Point localization data:
********************

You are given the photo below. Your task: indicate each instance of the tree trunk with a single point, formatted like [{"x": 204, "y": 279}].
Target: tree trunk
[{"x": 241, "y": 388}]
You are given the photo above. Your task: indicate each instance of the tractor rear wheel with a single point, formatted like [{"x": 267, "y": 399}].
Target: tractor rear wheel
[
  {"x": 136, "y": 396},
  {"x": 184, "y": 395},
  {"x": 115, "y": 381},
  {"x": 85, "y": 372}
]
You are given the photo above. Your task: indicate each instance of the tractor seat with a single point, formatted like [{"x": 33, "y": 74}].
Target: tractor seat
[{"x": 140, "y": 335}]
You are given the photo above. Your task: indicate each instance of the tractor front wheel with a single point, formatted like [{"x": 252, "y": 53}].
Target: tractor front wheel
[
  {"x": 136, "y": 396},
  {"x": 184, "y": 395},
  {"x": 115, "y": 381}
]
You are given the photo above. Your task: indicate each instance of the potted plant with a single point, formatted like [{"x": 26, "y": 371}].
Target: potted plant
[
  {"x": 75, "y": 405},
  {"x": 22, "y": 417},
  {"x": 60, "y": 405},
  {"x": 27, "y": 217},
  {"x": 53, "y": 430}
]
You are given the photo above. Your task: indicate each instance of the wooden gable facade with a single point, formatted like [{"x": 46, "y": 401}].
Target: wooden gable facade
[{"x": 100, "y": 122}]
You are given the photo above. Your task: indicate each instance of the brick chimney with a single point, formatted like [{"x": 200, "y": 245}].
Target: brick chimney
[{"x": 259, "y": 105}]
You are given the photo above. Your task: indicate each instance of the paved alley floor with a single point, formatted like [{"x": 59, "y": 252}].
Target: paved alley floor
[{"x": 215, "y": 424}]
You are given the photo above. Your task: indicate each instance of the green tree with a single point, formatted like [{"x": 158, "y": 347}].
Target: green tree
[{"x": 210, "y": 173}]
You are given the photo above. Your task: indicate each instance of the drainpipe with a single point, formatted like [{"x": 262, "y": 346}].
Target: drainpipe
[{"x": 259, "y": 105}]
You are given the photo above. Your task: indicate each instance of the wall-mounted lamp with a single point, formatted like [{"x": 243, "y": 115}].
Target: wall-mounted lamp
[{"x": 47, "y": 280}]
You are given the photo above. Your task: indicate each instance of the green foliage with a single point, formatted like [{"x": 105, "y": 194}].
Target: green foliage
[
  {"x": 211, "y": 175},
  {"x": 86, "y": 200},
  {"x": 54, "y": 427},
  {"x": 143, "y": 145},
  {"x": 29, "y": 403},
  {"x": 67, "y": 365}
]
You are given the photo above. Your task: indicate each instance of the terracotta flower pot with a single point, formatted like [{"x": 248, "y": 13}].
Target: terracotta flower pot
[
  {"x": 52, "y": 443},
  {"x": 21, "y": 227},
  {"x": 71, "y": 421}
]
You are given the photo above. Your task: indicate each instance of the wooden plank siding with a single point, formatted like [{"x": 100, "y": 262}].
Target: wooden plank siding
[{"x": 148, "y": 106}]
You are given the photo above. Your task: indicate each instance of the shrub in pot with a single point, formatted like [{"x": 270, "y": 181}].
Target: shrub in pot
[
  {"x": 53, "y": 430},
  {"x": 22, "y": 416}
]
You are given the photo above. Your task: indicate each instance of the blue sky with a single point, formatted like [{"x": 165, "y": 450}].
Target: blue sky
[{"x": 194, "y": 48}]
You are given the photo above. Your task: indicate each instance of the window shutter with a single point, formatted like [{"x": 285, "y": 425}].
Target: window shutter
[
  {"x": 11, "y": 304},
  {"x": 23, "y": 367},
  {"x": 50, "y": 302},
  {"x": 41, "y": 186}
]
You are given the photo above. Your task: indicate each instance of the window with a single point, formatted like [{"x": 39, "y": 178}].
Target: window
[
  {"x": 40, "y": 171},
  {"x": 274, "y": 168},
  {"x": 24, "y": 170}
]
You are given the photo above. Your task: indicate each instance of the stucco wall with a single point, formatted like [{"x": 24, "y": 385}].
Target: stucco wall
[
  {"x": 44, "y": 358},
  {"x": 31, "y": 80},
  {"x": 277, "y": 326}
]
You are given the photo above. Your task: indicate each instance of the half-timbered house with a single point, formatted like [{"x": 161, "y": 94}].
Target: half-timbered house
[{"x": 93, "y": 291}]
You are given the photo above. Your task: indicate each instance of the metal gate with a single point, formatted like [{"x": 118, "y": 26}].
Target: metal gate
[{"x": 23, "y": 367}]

********************

- _To do_: The records must be given again in full, exactly as shown.

- _Task answer_:
You are given the photo below. Your task: indicate each instance of the tree trunk with a single point, formatted like [{"x": 204, "y": 279}].
Target: tree trunk
[{"x": 241, "y": 388}]
You are given the photo above. Your task: indicate each instance of the tractor rear wheel with a single point, formatted like [{"x": 267, "y": 399}].
Target: tractor rear wheel
[
  {"x": 136, "y": 396},
  {"x": 184, "y": 395},
  {"x": 115, "y": 381},
  {"x": 85, "y": 372}
]
You are given the photo above. Your task: indicate each instance of the tractor seat with a single point, formatted like [{"x": 33, "y": 74}].
Target: tractor seat
[{"x": 140, "y": 335}]
You are given the photo above. Your task: indicate each instance of the tractor front wheel with a single point, formatted like [{"x": 252, "y": 53}].
Target: tractor front wheel
[
  {"x": 136, "y": 396},
  {"x": 184, "y": 395},
  {"x": 115, "y": 381}
]
You are given the photo above. Your task: indicate each instance of the potted plant with a single point, formatted like [{"x": 26, "y": 371}].
Target: potted plant
[
  {"x": 75, "y": 405},
  {"x": 22, "y": 417},
  {"x": 60, "y": 405},
  {"x": 27, "y": 217},
  {"x": 53, "y": 430}
]
You are given the photo above. Your task: indicate each instance of the wooden gable facade with a single point, formatted like [{"x": 46, "y": 401}].
Target: wooden gable facade
[{"x": 100, "y": 122}]
You are given the photo above. Your task: indicate each instance of the brick chimney with a single point, formatted like [{"x": 200, "y": 245}].
Target: brick chimney
[{"x": 259, "y": 105}]
You are given the photo above. Your task: indicate each instance of the paved alley floor with a single point, formatted like [{"x": 59, "y": 252}].
Target: paved alley floor
[{"x": 215, "y": 424}]
You are given the photo above. Your task: indicate each instance of the green tree with a single point, formatted like [{"x": 158, "y": 347}].
Target: green tree
[{"x": 210, "y": 173}]
You are given the photo above. Your task: indicate each instance of the drainpipe with a single point, formatted like [{"x": 262, "y": 346}].
Target: drainpipe
[{"x": 259, "y": 105}]
You are given the photo above. Your task: indicate each instance of the wall-mounted lamp with a single point, formatted like [{"x": 243, "y": 115}].
Target: wall-mounted lamp
[{"x": 47, "y": 280}]
You are given the photo above. Your task: indicate each instance of the green foliage with a single point, formatted like [{"x": 105, "y": 194}].
Target: green foliage
[
  {"x": 211, "y": 175},
  {"x": 86, "y": 200},
  {"x": 54, "y": 427},
  {"x": 143, "y": 145},
  {"x": 29, "y": 403},
  {"x": 67, "y": 365}
]
You are given the photo above. Your task: indicate each instance of the terracotta flower pot with a single point, formatted like [{"x": 248, "y": 13}].
Target: terracotta flower pot
[
  {"x": 52, "y": 443},
  {"x": 21, "y": 227},
  {"x": 71, "y": 421}
]
You are given the photo above. Your task: indicate each instance of the wooden plank siding with a single point, formatted like [{"x": 100, "y": 262}].
Target: wooden plank siding
[{"x": 148, "y": 106}]
You are given the photo above. Your task: indicate each instance of the shrub in pot with a single point, formatted like [{"x": 270, "y": 181}].
Target: shrub in pot
[
  {"x": 53, "y": 430},
  {"x": 22, "y": 416}
]
You are given the photo above. Your task: indicate each instance of the blue sky with a single point, formatted like [{"x": 165, "y": 450}].
Target: blue sky
[{"x": 194, "y": 48}]
You are given the photo above. Your task: indicate each instance of the window shutter with a single point, formatted like [{"x": 285, "y": 425}].
Target: window shutter
[
  {"x": 11, "y": 304},
  {"x": 23, "y": 367},
  {"x": 50, "y": 302},
  {"x": 41, "y": 186}
]
You are given the photo above. Your task: indicate each instance of the window with a single point, formatted like [{"x": 39, "y": 178}].
Target: window
[
  {"x": 40, "y": 171},
  {"x": 274, "y": 168},
  {"x": 24, "y": 170}
]
You are given the photo above. Your task: indicate each instance of the stucco wall with a single point, formatted like [{"x": 24, "y": 385}].
Target: stucco wall
[
  {"x": 44, "y": 358},
  {"x": 31, "y": 80},
  {"x": 277, "y": 326}
]
You are given the photo above. Your task: indicate each instance of the half-timbered house with a single point, formatted like [{"x": 161, "y": 94}].
Target: half-timbered house
[{"x": 93, "y": 291}]
You are given the photo above. Your task: indicate each instance of the metal gate with a single point, formatted like [{"x": 118, "y": 26}].
Target: metal gate
[{"x": 23, "y": 367}]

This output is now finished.